START Dataset entries

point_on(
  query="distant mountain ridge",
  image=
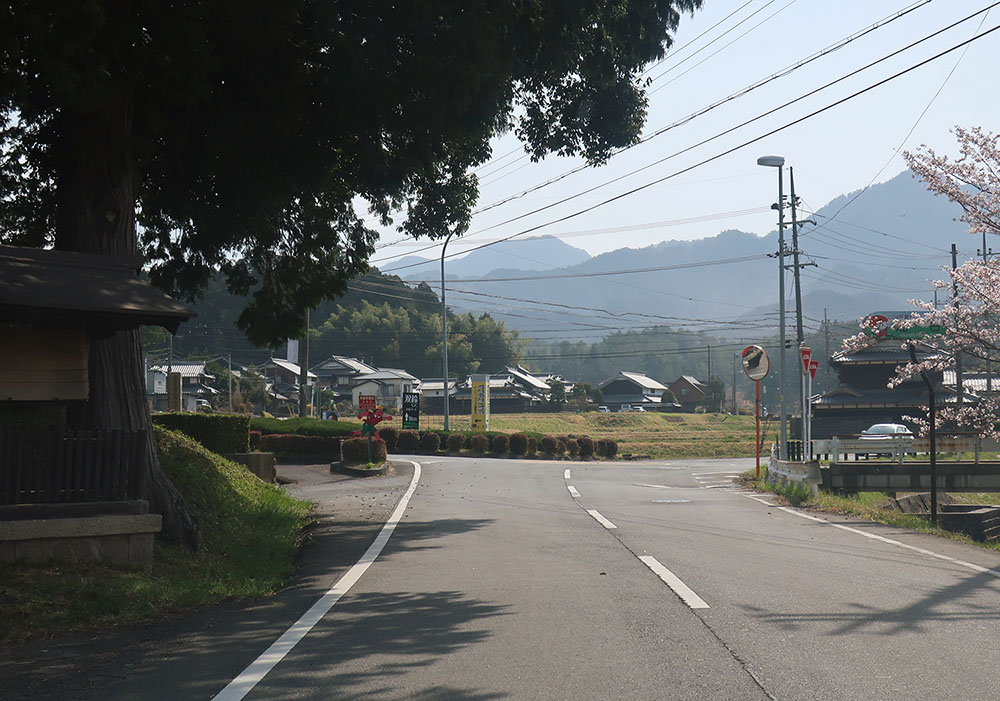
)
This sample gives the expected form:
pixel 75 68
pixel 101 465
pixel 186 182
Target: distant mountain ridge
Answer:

END Dataset entries
START Dataset entries

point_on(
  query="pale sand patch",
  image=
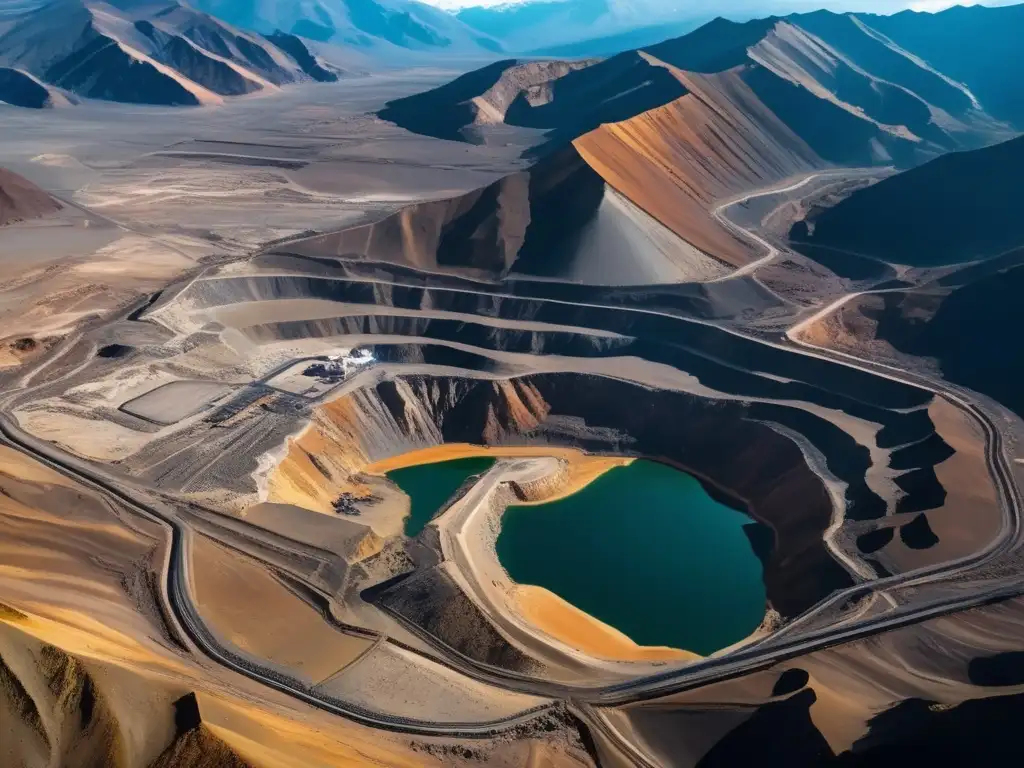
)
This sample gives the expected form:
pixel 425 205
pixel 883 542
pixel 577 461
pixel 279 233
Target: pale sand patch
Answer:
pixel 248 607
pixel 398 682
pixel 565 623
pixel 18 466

END Dataset entries
START Dataset entries

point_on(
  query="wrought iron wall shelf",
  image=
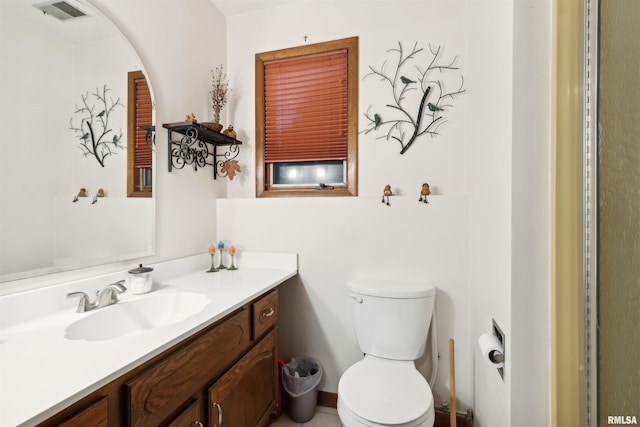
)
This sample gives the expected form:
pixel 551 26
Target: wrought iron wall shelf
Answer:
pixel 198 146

END Dataset entries

### Do this
Extract every line in the rows above that contains the word "mountain".

### Complete output
  query="distant mountain ridge",
Target: distant mountain ridge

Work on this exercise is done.